TEXTAUSZUG
Das Zitronenöl gehört zu den besten ätherischen Ölen in der Erkältungs- und Grippezeit. Seine stark antibakteriellen und antiviralen Eigenschaften helfen nicht nur bei Infektionen der Atemwege. Zitronenöl reinigt und desinfiziert auch die Raumluft, es macht diese sozusagen ,keimfrei‘, was in Zeiten ansteckender Krankheiten genutzt werden kann. Hierzu eignen sich Duftlampen oder spezielle Vernebler für ätherische Öle.“ Eine Untersuchung des französischen Mediziners Dr. Jan Valnet hat gezeigt, wie wirksam diese natürliche Form der Raumdesinfektion ist: Vernebeltes Zitronenöl war in der Lage, Meningokokken in 15 Minuten abzutöten, Typhusbazillen in einer Stunde, Staphylokokken in zwei Stunden und Pneumokokken in drei Stunden. „Aber auch das Immunsystem profitiert direkt vom Zitronenöl, denn es wirkt stimulierend, indem es die Anzahl der weißen Blutkörperchen erhöht, die für unsere Abwehrlage zuständig sind.“

 

 

Melissenöl

 

Hier finden sich stark antivirale, entzündungshemmende, schmerzlindernde und beruhigende Eigenschaften. Besonders gute Erfolge wurden bei Herpes erzielt: Die Virusstrukturen beim Herpes Typ1 reduzierten sich auf über 98 %, beim Herpes Typ 2 auf 97 %. „Diese ausgeprägte Wirkung der Melisse richtet sich aber nicht nur gegen Herpesviren, auch bei Grippeerkrankungen wird ein antiviraler Mechanismus gegen eindringende Grippeviren beobachtet.“

 

 

Gewürznelkenöl

 

Der im Nelkenöl enthaltene Inhaltsstoff Eugenol ist verantwortlich für dessen besonders schmerzlindernde und lokal betäubende Eigenschaften, weshalb es seit jeher in der Zahnheilkunde eingesetzt wird. Bei Zahnschmerzen, Zahnfleischentzündungen und Parodontose wird das betroffene Areal direkt mit Nelkenöl eingepinselt, vorausgesetzt es besteht keine Allergie gegen Eugenol.“ Auch zur Insektenabwehr und gegen Parasiten wird das Nelkenöl wegen seiner keimtötenden Wirkung eingesetzt. Aber nicht nur Mücken mögen den Nelkenduft nicht, auch ein Befall mit Hautparasiten, wie Milben und Kopfläuse, kann behandelt werden. „Seine pilzabtötende Wirkung hilft zudem gegen Candida und kann in Ölmischungen auf das betroffene Gebiet aufgetragen werden.“

 

 

Niaouliöl

 

Niaouliöl wird u. a. in der medizinischen Kosmetik eingesetzt, weil es hautpflegend ist und hautregenerierend wirkt. Aber es kann noch viel mehr: Seine antiinfektiöse, antibakterielle, antivirale und fungizide Wirkung zeigt sich bei Herpes genitalis, Candida, Vaginitis, bei Infektionen im Mund- und Rachenraum, der Harnwege, der Lunge u. a. m.. „Außerdem kommt Niaouli zur Reinigung verschmutzter Schnitt- und Schürfwunden zum Einsatz und wirkt narbenverhindernd. Bei Abszessen und Furunkeln hat es eine ähnliche Wirkung wie Zugsalben. Die hautschützende Wirkung des Niaouliöls kommt erfolgreich bei Sonnenbrand und Strahlenschäden zum Tragen.“

 

 

Die Natur hat uns noch nie im Stich gelassen; wir höchstens sie. Mit dem, was sie uns unentgeltlich zur Verfügung stellt, dient sie dem Menschen. Wir werden (nicht nur vielleicht) eines Tages dankbar darauf zurückgreifen müssen, denn sie wird – wenn auch malträtiert und ausgebeutet – mit Sicherheit länger durchhalten als die Pharmaindustrie. Die Anfänge eines Umdenkens, vermutlich auch bedingt durch die Multiresistenz einer immer größeren Anzahl von Keimen, sind hier und da schon sichtbar. „Bleibt nur zu hoffen“, heißt es am Ende des Artikels von „natur & heilen“, „daß diese große Auswahl an potenten Ölen endlich vermehrt in Krankenhäusern, Pflegeheimen und der medizinischen Praxis zum Einsatz kommt!

ROHDATEN
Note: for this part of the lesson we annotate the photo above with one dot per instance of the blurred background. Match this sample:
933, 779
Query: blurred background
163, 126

ZU ERLEDIGENDE AUFGABEN
**A.** Welcher Inhaltsstoff ist laut dem Text über ätherische Öle für die schmerzlindernden und lokal betäubenden Eigenschaften des Nelkenöls verantwortlich?
**B.** Prüfen Sie, ob die folgenden Aussagen mit dem Text über ätherische Öle übereinstimmen, und belegen Sie jede Entscheidung mit einem wörtlichen Zitat: (i) Vernebeltes Zitronenöl tötete Meningokokken in 15 Minuten ab. (ii) Melissenöl wirkt ausschließlich gegen Herpesviren. (iii) Niaouliöl kommt in der medizinischen Kosmetik zum Einsatz.
**C.** Führen Sie den Text über ätherische Öle im Anschluss an seinen letzten Satz weiter.
Die Zeilen stehen in keinem Zusammenhang mit dem Text über ätherische Öle.

ANTWORTEN ZU AUFGABEN
**A.** Eugenol.

**B.**
(i) Ja: „Vernebeltes Zitronenöl war in der Lage, Meningokokken in 15 Minuten abzutöten“
(ii) Nein: „Diese ausgeprägte Wirkung der Melisse richtet sich aber nicht nur gegen Herpesviren“
(iii) Ja: „Niaouliöl wird u. a. in der medizinischen Kosmetik eingesetzt“

**C.**
 

PS: Soeben im Internet gefunden: Bei einer Frau in den USA wurden Bakterien nachgewiesen, die gegen 15 Antibiotika unempfindlich sind - darunter ein Reservemittel, das sonst gegen multiresistente Erreger hilft … Die Bakterien produzieren Enzyme, durch die sie gegen wichtige Antibiotika, wie zum Beispiel Cephalosporine, unempfindlich werden … Die Direktorin der Weltgesundheitsorganisation WHO, Margaret Chan, sprach im Februar von einer Krise globalen Ausmaßes.© dpa

 

 

 

*) „natur & heilen – Die Monatszeitschrift für gesundes Leben, Ausgabe Juni 6/2016“. Der Artikel enthält auch Anwendungs- und Dosierungsbeispiele, auf deren Wiedergabe wir aber verzichtet haben, weil das nicht die Intention dieser Zusammenfassung ist.